[Aim of the task] Where the string "fedora" appears in a line of the material below, copy that line.

[Supplied records]
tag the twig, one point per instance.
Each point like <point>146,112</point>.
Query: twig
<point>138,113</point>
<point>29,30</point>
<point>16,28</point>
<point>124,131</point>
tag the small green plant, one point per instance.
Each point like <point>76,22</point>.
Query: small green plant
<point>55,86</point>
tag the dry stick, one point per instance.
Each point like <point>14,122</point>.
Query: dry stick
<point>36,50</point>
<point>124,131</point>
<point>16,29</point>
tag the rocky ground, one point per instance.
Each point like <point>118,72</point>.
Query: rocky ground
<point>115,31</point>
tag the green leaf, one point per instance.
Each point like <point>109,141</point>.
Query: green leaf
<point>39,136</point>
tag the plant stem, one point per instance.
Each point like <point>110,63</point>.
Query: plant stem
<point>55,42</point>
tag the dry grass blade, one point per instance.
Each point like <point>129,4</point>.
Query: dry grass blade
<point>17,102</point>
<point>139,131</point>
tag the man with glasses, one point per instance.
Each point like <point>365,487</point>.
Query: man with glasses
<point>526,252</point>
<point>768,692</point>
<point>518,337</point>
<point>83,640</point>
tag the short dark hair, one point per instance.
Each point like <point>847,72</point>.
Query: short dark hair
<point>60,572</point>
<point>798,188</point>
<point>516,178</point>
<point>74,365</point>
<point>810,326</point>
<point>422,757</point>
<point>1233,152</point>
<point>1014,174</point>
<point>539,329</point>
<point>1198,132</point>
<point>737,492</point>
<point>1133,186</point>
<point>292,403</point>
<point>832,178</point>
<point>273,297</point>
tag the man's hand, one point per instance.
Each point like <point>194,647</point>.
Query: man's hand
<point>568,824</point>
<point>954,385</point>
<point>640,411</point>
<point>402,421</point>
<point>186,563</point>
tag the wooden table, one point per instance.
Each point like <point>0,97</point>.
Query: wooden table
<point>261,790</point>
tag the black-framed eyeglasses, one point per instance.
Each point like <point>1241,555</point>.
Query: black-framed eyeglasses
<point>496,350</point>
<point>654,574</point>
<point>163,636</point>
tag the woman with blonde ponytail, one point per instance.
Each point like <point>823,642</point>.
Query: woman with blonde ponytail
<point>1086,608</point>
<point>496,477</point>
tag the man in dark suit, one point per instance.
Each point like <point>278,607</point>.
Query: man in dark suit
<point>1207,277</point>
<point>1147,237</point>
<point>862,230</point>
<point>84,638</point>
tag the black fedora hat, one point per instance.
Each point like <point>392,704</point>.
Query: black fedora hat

[Result of the exercise]
tag the black fedora hat, one point per instance.
Query: black fedora hat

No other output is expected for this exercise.